━━━ Listing

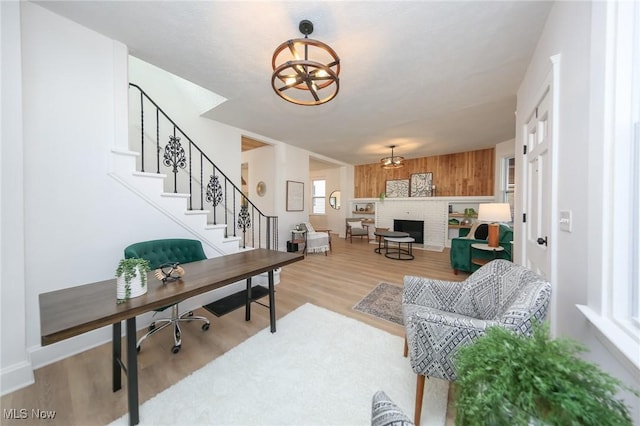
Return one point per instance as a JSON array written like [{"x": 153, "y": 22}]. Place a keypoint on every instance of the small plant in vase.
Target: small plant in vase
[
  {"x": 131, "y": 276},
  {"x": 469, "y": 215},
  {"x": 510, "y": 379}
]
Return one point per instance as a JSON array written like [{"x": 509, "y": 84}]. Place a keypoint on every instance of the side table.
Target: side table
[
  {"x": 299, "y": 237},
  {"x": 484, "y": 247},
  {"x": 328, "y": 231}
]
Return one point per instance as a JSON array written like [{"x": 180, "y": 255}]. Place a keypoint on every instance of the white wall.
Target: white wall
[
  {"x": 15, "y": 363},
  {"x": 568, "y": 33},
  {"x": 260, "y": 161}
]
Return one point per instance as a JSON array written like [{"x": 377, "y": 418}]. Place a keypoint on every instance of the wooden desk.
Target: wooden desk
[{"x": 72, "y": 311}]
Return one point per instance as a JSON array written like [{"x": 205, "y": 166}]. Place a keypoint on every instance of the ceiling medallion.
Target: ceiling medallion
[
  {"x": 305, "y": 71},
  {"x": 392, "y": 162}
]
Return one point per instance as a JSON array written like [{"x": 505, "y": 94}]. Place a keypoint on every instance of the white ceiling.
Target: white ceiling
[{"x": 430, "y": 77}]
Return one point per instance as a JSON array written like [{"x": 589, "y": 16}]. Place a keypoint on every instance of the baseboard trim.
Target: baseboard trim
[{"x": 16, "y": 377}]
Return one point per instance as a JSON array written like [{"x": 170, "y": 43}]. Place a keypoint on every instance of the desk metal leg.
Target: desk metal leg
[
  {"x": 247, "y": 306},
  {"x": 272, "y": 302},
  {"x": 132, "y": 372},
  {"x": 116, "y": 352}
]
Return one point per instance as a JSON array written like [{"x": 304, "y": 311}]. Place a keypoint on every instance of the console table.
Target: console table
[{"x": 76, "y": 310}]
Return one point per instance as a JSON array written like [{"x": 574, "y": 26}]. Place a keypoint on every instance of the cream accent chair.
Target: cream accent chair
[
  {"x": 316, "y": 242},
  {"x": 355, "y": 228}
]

━━━━━━
━━━ Listing

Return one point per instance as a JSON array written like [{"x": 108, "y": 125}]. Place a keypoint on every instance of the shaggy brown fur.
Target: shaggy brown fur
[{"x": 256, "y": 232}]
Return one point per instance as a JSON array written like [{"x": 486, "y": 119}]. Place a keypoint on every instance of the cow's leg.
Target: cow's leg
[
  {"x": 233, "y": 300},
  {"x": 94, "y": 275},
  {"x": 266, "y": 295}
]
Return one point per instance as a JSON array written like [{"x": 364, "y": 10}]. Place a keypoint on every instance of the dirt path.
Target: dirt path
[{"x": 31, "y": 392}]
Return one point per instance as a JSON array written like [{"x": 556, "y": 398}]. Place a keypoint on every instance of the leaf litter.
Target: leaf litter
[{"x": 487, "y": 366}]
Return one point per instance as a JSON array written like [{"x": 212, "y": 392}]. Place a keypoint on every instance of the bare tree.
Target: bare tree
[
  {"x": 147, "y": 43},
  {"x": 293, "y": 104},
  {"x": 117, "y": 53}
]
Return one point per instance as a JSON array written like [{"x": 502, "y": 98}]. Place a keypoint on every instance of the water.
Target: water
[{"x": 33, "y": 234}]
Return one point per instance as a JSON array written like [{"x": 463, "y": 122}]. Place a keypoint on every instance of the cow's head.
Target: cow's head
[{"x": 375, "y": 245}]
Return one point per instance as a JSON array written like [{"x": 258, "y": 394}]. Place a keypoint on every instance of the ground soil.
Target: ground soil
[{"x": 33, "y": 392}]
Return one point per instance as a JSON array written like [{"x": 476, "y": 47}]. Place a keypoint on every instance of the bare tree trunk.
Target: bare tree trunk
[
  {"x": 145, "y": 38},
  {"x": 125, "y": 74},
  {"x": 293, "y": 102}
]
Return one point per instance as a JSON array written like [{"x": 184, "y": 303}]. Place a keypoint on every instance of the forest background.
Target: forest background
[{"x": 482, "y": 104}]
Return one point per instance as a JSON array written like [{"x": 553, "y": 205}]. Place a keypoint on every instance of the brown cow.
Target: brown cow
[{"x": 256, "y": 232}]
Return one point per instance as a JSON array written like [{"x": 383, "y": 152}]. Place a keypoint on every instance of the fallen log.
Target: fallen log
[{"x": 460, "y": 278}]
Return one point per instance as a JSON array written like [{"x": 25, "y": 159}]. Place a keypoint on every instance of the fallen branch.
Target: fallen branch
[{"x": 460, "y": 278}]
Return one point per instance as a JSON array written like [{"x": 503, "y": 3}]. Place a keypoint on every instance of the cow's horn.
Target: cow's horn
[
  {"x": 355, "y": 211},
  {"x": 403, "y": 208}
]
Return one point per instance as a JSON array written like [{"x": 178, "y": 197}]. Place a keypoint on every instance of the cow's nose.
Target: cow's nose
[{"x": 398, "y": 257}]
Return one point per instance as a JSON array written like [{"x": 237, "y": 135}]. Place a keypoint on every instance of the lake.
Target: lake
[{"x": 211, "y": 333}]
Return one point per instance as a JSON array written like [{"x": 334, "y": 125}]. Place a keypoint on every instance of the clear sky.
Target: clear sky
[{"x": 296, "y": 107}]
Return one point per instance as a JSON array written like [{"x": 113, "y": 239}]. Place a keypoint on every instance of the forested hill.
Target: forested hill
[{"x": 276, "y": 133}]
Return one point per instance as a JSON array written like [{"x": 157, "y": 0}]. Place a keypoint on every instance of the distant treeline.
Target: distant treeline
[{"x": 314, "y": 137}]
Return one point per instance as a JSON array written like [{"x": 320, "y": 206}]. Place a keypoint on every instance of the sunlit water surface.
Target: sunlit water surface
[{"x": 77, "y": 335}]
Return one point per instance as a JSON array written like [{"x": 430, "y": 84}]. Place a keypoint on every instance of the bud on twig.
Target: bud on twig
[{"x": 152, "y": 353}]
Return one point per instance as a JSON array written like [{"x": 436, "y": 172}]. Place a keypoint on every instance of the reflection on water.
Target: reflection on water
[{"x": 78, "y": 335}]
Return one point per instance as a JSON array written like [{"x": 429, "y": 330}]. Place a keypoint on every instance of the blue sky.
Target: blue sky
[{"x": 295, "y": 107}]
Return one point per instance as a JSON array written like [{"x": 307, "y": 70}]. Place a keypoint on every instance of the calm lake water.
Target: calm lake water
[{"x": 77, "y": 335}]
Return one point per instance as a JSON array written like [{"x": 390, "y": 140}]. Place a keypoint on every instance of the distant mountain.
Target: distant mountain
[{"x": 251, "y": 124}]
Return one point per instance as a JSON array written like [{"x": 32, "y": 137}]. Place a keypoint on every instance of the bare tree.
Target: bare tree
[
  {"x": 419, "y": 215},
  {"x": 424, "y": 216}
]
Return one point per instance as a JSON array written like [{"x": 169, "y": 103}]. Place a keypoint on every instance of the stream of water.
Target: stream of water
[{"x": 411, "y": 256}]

━━━━━━

Collect each line of the material that contains the string "fallen", copying every such line in full.

Return one point per instance as a JSON array written like [{"x": 383, "y": 152}]. Place a keypoint on every instance of the fallen log.
Target: fallen log
Return one point per instance as a JSON array written like [{"x": 25, "y": 159}]. Place a keypoint on every instance of the fallen branch.
Target: fallen branch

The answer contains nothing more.